EXERCISE BRIEF. Put all of the following material into a numbered list, one line per item, and drop any blank lines. Leave the pictures out of your answer.

[Object position labeling entries]
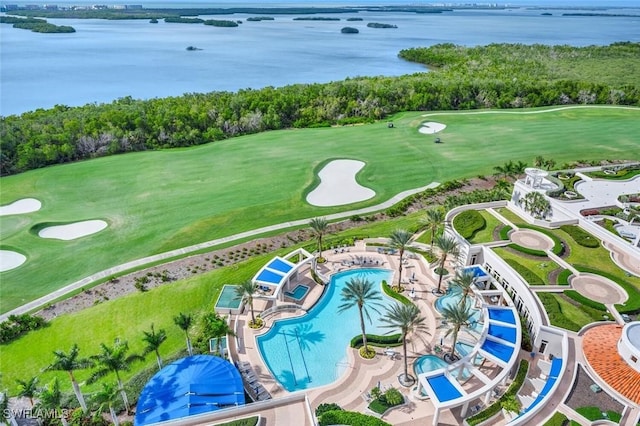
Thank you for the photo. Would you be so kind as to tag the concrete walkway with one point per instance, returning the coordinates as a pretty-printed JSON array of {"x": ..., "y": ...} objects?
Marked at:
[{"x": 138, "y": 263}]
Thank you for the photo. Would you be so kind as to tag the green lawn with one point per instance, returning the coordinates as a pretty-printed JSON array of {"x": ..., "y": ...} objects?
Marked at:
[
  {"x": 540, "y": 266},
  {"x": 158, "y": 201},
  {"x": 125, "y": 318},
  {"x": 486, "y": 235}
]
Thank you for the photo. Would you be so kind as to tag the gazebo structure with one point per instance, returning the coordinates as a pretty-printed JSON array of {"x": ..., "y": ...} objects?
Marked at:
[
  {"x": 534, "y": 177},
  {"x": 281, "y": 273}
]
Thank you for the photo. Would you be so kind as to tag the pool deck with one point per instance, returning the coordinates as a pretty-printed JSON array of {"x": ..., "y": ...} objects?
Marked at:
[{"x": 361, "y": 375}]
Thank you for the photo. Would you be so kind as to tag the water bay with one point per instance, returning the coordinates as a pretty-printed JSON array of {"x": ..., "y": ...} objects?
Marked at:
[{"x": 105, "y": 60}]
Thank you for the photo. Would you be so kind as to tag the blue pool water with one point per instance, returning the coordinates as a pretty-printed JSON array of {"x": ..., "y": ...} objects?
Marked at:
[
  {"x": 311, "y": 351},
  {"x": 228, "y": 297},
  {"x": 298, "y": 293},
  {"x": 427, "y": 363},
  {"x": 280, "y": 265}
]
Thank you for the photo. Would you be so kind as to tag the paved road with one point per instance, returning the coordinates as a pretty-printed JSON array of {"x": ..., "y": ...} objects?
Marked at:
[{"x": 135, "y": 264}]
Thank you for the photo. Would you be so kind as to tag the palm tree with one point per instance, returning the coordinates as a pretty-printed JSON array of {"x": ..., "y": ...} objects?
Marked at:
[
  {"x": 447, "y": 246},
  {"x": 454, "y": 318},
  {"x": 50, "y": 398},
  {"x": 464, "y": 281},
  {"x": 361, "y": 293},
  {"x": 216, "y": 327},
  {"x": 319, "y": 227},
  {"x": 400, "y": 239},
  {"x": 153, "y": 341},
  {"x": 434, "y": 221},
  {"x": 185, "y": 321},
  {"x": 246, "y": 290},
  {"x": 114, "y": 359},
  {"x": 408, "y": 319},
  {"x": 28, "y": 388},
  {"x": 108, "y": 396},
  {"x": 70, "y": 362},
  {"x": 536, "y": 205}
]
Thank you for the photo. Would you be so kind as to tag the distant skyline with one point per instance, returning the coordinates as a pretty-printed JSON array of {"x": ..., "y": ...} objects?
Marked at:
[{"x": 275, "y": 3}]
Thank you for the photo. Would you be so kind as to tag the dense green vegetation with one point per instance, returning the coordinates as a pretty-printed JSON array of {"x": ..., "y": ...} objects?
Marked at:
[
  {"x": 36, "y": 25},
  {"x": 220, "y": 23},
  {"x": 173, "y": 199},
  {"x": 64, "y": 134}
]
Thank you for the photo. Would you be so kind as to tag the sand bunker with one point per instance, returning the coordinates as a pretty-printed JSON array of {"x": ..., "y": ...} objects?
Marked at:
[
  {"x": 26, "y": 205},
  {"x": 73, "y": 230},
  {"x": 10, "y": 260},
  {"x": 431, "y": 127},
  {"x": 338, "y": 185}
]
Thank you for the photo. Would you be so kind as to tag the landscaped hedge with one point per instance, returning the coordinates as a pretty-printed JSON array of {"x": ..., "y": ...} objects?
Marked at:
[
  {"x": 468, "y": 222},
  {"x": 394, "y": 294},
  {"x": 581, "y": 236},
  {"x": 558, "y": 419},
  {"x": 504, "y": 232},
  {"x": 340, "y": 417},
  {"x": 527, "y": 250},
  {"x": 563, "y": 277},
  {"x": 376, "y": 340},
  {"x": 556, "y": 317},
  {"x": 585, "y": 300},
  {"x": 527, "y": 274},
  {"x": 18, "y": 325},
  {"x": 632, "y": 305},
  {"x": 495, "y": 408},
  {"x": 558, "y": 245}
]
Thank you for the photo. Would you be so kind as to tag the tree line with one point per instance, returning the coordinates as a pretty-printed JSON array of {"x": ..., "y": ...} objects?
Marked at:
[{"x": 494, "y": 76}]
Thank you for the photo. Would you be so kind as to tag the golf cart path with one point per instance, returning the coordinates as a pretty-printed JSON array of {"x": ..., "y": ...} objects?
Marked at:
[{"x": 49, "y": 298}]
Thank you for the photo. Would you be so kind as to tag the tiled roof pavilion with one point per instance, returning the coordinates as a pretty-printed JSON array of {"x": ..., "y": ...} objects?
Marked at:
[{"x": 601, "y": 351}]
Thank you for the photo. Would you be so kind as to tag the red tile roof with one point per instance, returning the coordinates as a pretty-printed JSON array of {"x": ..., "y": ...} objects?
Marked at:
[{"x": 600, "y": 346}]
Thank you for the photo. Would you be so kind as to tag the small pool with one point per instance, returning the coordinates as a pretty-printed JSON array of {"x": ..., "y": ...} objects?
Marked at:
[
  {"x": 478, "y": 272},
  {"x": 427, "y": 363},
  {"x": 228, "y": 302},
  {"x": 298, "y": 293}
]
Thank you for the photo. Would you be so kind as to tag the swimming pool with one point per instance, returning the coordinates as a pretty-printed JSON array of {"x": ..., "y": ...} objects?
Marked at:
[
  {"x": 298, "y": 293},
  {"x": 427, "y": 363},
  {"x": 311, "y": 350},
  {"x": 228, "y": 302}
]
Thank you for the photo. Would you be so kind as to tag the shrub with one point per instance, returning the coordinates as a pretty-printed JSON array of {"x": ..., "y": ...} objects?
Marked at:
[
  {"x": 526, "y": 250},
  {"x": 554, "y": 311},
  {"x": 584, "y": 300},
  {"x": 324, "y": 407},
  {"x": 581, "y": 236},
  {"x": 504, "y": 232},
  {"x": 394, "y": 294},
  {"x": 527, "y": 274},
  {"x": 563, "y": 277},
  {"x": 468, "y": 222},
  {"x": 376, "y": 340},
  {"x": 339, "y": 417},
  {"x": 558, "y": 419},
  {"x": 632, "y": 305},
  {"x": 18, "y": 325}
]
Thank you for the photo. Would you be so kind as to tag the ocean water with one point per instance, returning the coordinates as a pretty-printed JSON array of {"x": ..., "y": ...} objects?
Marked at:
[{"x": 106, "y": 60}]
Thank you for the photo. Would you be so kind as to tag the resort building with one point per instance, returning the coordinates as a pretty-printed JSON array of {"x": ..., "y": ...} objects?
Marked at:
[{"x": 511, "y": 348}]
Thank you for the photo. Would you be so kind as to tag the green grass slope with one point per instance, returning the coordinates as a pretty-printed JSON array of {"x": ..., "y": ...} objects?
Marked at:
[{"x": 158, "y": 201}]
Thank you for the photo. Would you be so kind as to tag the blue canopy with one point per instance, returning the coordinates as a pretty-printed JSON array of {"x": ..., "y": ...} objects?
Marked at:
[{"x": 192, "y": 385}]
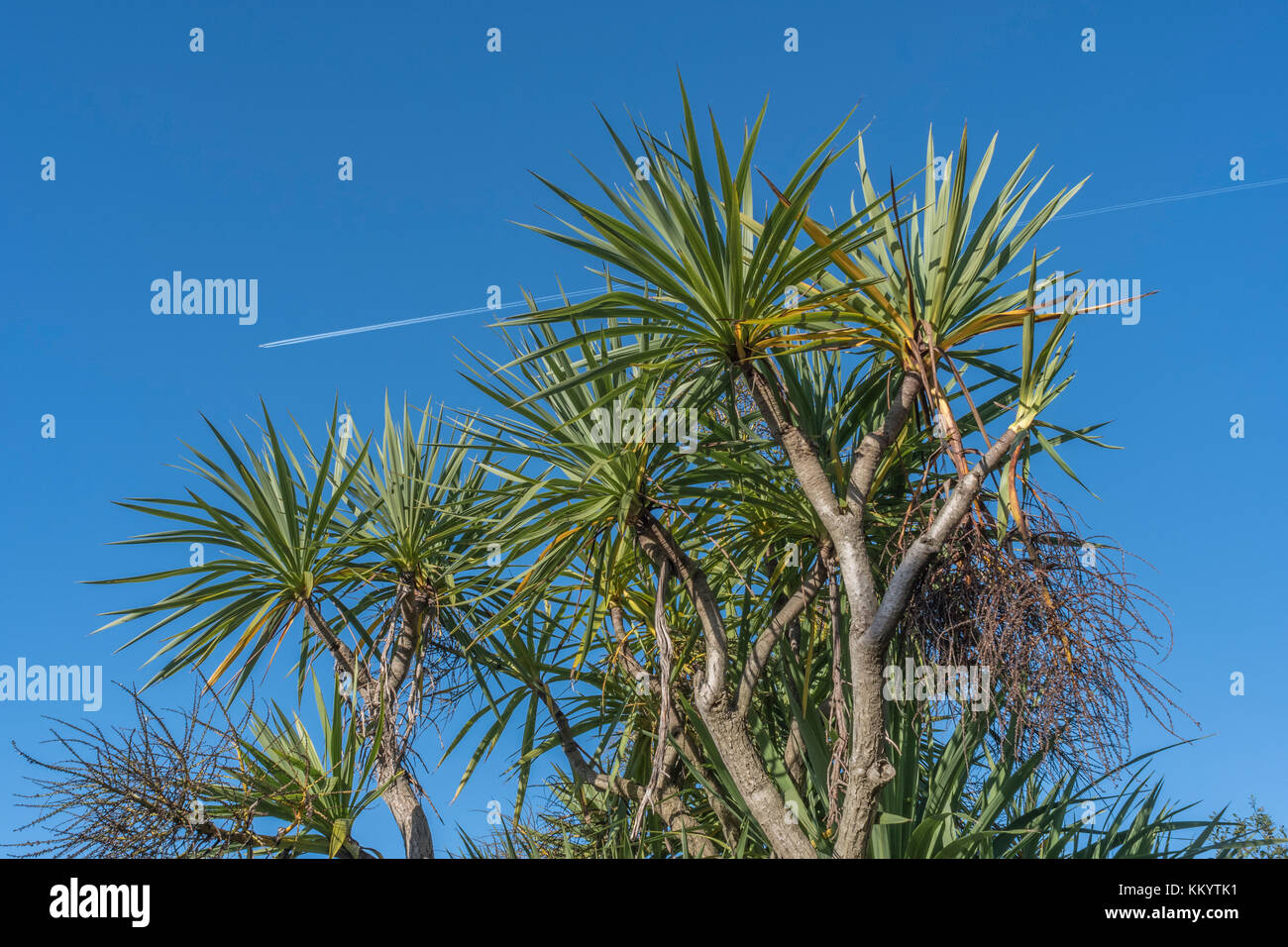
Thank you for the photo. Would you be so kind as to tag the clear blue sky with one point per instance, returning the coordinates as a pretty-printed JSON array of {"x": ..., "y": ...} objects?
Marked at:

THE RESPONSE.
1. Thank you for the photo. Would you be so kind as to tag the concrete walkway with one point per instance, returning the coordinates as a pretty-printed JSON array of {"x": ..., "y": ...} objects?
2. Marked at:
3. [{"x": 138, "y": 263}]
4. Thank you for the photo. Would you be so kind as to tag the green lawn with one point per instance, returning the coordinates as a pretty-printed JSON array of {"x": ..., "y": ...} objects?
5. Marked at:
6. [
7.   {"x": 540, "y": 266},
8.   {"x": 158, "y": 201},
9.   {"x": 125, "y": 318},
10.   {"x": 486, "y": 235}
11. ]
12. Thank you for the photo. Would you be so kind as to tag the gazebo structure with one point per instance, returning the coordinates as a pretty-printed JSON array of {"x": ..., "y": ...} objects?
13. Marked at:
14. [
15.   {"x": 534, "y": 177},
16.   {"x": 281, "y": 273}
17. ]
18. Thank you for the photo. Would you be so kind as to tag the pool deck with one point per instance, returning the coordinates as a pretty-printed JSON array of {"x": ..., "y": ...} objects?
19. Marked at:
20. [{"x": 361, "y": 375}]
21. Thank you for the photo. Would you be so kind as to tag the water bay with one point per instance, returning the coordinates as a pretty-printed JSON array of {"x": ..., "y": ...} objects?
22. Marked at:
23. [{"x": 105, "y": 60}]
24. Thank you for the photo. Would you be so kind as to tag the blue pool water with one point per instance, returning the coordinates as a pretty-printed JSON array of {"x": ..., "y": ...} objects?
25. Marked at:
26. [
27.   {"x": 311, "y": 351},
28.   {"x": 228, "y": 297},
29.   {"x": 298, "y": 293},
30.   {"x": 427, "y": 363},
31.   {"x": 280, "y": 265}
32. ]
33. Thank you for the photo. Would you be so kind as to tag the paved road with one point per instance, returning the coordinates as a pretty-printed JSON array of {"x": ..., "y": ...} objects?
34. Marked at:
35. [{"x": 135, "y": 264}]
36. Thank you for the photo. Would you be so kind as to tag the palm tree with one point per instance, returning the coordinates as a pretty-printed JSON array of {"x": ..., "y": ...} objects?
37. Marked at:
38. [
39.   {"x": 447, "y": 246},
40.   {"x": 454, "y": 318},
41.   {"x": 50, "y": 398},
42.   {"x": 464, "y": 281},
43.   {"x": 361, "y": 293},
44.   {"x": 216, "y": 327},
45.   {"x": 319, "y": 227},
46.   {"x": 400, "y": 239},
47.   {"x": 153, "y": 341},
48.   {"x": 434, "y": 221},
49.   {"x": 185, "y": 321},
50.   {"x": 246, "y": 290},
51.   {"x": 114, "y": 359},
52.   {"x": 408, "y": 319},
53.   {"x": 28, "y": 388},
54.   {"x": 108, "y": 396},
55.   {"x": 70, "y": 362},
56.   {"x": 536, "y": 205}
57. ]
58. Thank you for the photo. Would you be so kind as to tag the distant skyline with one point per instance, returning the coordinates as a pretty-printed JSON array of {"x": ..., "y": ...} objects?
59. Marked at:
60. [{"x": 275, "y": 3}]
61. Thank you for the photo. Would you be so kind as to tag the dense green vegetation with one point per instance, returning the coordinates as a pretty-printed JSON array of {"x": ..., "y": ...} objects?
62. Marked at:
63. [
64.   {"x": 36, "y": 25},
65.   {"x": 220, "y": 23},
66.   {"x": 173, "y": 199},
67.   {"x": 64, "y": 134}
68. ]
69. Thank you for the photo. Would you be so kind as to tag the sand bunker with one point per instance, returning the coordinates as a pretty-printed JSON array of {"x": ..., "y": ...} objects?
70. Marked at:
71. [
72.   {"x": 26, "y": 205},
73.   {"x": 73, "y": 230},
74.   {"x": 10, "y": 260},
75.   {"x": 431, "y": 127},
76.   {"x": 338, "y": 185}
77. ]
78. Thank you for the photo. Would you be so kind as to tag the landscaped hedge with one point per instance, returning the coordinates as a pretty-printed JSON array of {"x": ..., "y": ...} objects?
79. Marked at:
80. [
81.   {"x": 468, "y": 222},
82.   {"x": 394, "y": 294},
83.   {"x": 581, "y": 236},
84.   {"x": 558, "y": 419},
85.   {"x": 504, "y": 232},
86.   {"x": 340, "y": 417},
87.   {"x": 527, "y": 250},
88.   {"x": 563, "y": 277},
89.   {"x": 376, "y": 340},
90.   {"x": 556, "y": 317},
91.   {"x": 585, "y": 300},
92.   {"x": 527, "y": 274},
93.   {"x": 18, "y": 325},
94.   {"x": 632, "y": 305},
95.   {"x": 495, "y": 408},
96.   {"x": 558, "y": 245}
97. ]
98. Thank you for the photo. Would you be so kind as to tag the tree line with one point per instance, returning the coordinates as a pretty-printed JSON array of {"x": ..., "y": ...} objects?
99. Marked at:
100. [{"x": 494, "y": 76}]
101. Thank you for the photo. Would you be so kind as to tag the golf cart path with one point per instance, returning the coordinates as a pretty-printed JSON array of {"x": ..., "y": ...} objects?
102. Marked at:
103. [{"x": 49, "y": 298}]
104. Thank you for the photo. Would you be so kind as to tag the tiled roof pavilion with one point per instance, returning the coordinates as a pretty-printed JSON array of {"x": ..., "y": ...} objects?
105. Marked at:
106. [{"x": 601, "y": 351}]
107. Thank you for the photo. Would you be so kind as to tag the red tile roof with one point per instance, returning the coordinates as a pretty-printed JSON array of {"x": ..., "y": ...} objects?
108. Marked at:
109. [{"x": 600, "y": 346}]
110. Thank you for the photo. Would you be so kind as to tag the small pool with one point per instance, returning the coordinates as a pretty-printed JSON array of {"x": ..., "y": ...} objects?
111. Marked at:
112. [
113.   {"x": 478, "y": 272},
114.   {"x": 427, "y": 363},
115.   {"x": 228, "y": 302},
116.   {"x": 298, "y": 293}
117. ]
118. Thank you for the photo. Would you be so kind as to tag the swimming pool with one point per instance, returning the coordinates as a pretty-printed JSON array of {"x": ..., "y": ...} objects?
119. Marked at:
120. [
121.   {"x": 298, "y": 293},
122.   {"x": 427, "y": 363},
123.   {"x": 311, "y": 350},
124.   {"x": 228, "y": 302}
125. ]
126. Thank you for the photo. Would you be so kind as to tag the shrub with one point per instance, returning the coordinates as a pretty-printed JSON array of {"x": ..., "y": ...} objects?
127. Marked at:
128. [
129.   {"x": 526, "y": 250},
130.   {"x": 554, "y": 311},
131.   {"x": 584, "y": 300},
132.   {"x": 324, "y": 407},
133.   {"x": 581, "y": 236},
134.   {"x": 504, "y": 232},
135.   {"x": 394, "y": 294},
136.   {"x": 527, "y": 274},
137.   {"x": 563, "y": 277},
138.   {"x": 468, "y": 222},
139.   {"x": 376, "y": 340},
140.   {"x": 339, "y": 417},
141.   {"x": 558, "y": 419},
142.   {"x": 632, "y": 305},
143.   {"x": 18, "y": 325}
144. ]
145. Thank you for the photo. Would you be so kind as to tag the ocean water with one point per instance, returning the coordinates as a pretty-printed JSON array of {"x": ..., "y": ...} objects?
146. Marked at:
147. [{"x": 106, "y": 60}]
148. Thank you for the photo. Would you be so kind as to tag the resort building with one point per instance, returning the coordinates as a pretty-printed JSON array of {"x": ..., "y": ...} objects?
149. Marked at:
150. [{"x": 511, "y": 348}]
151. Thank you for the photo. Would you be so kind as to tag the green grass slope with one point per instance, returning the coordinates as a pretty-printed JSON array of {"x": ..., "y": ...} objects?
152. Marked at:
153. [{"x": 158, "y": 201}]
154. Thank you for the photo. Would you be so kind as to tag the blue canopy with one point per instance, returning the coordinates as a pretty-printed JSON array of {"x": ..., "y": ...} objects?
155. Marked at:
156. [{"x": 192, "y": 385}]
157. Thank you for the photo. Would you be so kind as to tag the clear blue sky with one point per instance, returning the coordinates as a pretty-printed JSON array of {"x": ..., "y": ...} objects?
158. Marked at:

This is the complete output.